Work task:
Leave out each picture. Repeat everything else in the records exactly.

Source records:
>>
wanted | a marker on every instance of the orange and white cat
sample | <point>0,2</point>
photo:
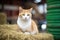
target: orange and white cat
<point>25,22</point>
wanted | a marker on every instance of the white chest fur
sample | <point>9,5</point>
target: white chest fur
<<
Solution below:
wanted | a marker on every instance of the orange and white cat
sample | <point>0,2</point>
photo:
target: orange and white cat
<point>25,22</point>
wanted | a marker on every instance of the white chest fur
sample | <point>9,5</point>
target: white chest fur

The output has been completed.